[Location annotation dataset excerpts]
──────────────────────────────

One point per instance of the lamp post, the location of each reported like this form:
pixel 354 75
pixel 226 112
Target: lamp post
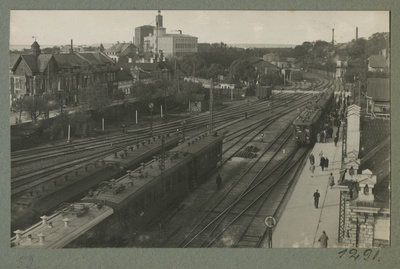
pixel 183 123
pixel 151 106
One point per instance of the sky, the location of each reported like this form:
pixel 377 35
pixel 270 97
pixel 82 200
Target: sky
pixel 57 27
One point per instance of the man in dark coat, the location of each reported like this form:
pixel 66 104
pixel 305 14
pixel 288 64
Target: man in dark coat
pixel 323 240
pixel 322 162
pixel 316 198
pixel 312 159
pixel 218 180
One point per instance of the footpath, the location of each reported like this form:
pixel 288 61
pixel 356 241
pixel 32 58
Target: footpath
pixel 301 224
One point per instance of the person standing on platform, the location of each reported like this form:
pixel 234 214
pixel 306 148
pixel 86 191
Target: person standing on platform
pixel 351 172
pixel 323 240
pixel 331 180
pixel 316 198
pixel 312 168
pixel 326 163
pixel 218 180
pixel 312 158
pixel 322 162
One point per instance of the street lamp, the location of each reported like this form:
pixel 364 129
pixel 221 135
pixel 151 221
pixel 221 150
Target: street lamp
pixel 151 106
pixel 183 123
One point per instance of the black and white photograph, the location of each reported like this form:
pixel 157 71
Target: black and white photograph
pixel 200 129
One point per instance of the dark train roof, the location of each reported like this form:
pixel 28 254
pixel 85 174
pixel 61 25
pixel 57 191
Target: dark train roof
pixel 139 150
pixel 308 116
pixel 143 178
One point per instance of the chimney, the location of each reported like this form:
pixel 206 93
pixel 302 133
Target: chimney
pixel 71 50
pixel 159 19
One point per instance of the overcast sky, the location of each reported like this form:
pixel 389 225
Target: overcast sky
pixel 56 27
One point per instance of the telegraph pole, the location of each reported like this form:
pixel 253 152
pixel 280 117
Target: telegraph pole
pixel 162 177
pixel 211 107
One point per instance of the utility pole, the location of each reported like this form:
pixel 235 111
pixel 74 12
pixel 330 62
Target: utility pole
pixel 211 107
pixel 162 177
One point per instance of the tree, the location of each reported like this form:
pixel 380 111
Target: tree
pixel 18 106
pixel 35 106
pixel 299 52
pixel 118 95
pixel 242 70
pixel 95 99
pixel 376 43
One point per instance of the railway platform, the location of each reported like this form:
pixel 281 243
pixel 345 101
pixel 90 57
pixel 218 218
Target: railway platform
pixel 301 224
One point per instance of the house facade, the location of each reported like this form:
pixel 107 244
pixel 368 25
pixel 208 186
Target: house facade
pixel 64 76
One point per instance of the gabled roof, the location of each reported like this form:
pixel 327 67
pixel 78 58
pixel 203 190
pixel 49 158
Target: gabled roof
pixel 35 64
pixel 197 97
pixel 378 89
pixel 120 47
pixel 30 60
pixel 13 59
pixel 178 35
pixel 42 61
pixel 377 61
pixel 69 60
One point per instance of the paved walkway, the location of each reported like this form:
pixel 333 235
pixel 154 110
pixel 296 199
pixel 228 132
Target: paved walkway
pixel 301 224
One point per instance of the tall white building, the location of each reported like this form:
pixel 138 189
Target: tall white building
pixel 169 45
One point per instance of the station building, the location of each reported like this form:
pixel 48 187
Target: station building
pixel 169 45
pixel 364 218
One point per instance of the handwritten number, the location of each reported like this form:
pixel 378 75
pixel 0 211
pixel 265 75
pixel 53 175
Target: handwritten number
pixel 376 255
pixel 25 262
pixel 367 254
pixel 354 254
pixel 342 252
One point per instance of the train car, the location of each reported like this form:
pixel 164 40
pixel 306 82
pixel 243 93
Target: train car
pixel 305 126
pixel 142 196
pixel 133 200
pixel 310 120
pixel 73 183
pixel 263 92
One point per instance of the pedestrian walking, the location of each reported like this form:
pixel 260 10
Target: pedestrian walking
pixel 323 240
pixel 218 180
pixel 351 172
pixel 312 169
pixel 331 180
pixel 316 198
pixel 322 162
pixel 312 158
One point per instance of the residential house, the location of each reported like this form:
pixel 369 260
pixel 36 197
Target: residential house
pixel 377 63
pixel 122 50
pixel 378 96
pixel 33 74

──────────────────────────────

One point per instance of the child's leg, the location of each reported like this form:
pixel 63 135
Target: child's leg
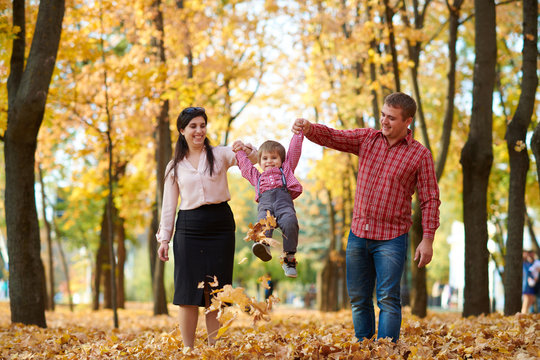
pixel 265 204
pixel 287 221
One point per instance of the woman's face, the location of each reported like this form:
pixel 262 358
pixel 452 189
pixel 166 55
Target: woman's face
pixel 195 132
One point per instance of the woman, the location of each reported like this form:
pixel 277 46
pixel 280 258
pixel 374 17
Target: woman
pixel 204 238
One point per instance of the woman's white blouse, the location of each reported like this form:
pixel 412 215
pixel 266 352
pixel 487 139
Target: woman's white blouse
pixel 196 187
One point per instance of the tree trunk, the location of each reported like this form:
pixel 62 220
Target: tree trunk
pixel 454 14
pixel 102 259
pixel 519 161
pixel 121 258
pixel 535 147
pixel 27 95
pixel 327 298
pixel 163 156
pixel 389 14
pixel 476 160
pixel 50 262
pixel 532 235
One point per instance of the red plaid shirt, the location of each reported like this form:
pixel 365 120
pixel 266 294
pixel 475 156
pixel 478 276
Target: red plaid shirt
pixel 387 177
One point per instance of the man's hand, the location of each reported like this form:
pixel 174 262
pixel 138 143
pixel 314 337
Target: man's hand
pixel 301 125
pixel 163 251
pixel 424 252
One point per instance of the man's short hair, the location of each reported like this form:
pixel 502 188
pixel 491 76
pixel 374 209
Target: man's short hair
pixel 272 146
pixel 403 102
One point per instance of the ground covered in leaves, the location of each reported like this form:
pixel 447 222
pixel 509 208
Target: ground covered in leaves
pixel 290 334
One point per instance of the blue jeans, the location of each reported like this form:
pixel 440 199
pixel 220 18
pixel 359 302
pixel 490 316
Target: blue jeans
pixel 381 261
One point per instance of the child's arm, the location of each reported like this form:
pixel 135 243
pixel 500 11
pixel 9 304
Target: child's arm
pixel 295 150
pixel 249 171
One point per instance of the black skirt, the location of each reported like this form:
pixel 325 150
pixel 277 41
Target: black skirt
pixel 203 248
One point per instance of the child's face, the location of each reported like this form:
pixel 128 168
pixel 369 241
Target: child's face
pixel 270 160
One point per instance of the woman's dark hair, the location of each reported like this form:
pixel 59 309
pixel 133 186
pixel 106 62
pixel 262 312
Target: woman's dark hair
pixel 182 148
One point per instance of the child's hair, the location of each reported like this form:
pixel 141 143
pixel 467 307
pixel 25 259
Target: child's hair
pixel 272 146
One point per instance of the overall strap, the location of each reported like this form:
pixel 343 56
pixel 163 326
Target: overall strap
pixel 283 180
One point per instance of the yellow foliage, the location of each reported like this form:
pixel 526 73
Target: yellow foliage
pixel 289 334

──────────────────────────────

▶ [THE PROBLEM]: Write out the records word for word, from the line containing "One point per instance of the handwritten" through the line containing "pixel 33 74", including both of those lines.

▶ [WRITTEN RESPONSE]:
One point per instance of the handwritten number, the location of each reported like this form:
pixel 378 75
pixel 0 211
pixel 265 75
pixel 53 175
Target: handwritten number
pixel 376 255
pixel 25 262
pixel 367 254
pixel 354 254
pixel 342 252
One point per instance of the train car, the location of each reported like this form:
pixel 164 40
pixel 306 82
pixel 243 93
Target: train car
pixel 305 126
pixel 142 196
pixel 133 200
pixel 310 120
pixel 73 183
pixel 263 92
One point per instance of the pedestrian walking, the location of each reported like this form:
pixel 260 10
Target: pedestrian walking
pixel 323 240
pixel 218 180
pixel 351 172
pixel 312 169
pixel 331 180
pixel 316 198
pixel 322 162
pixel 312 158
One point per instance of the residential house, the location of each reported like this form:
pixel 369 260
pixel 36 197
Target: residential house
pixel 377 63
pixel 122 50
pixel 378 96
pixel 33 74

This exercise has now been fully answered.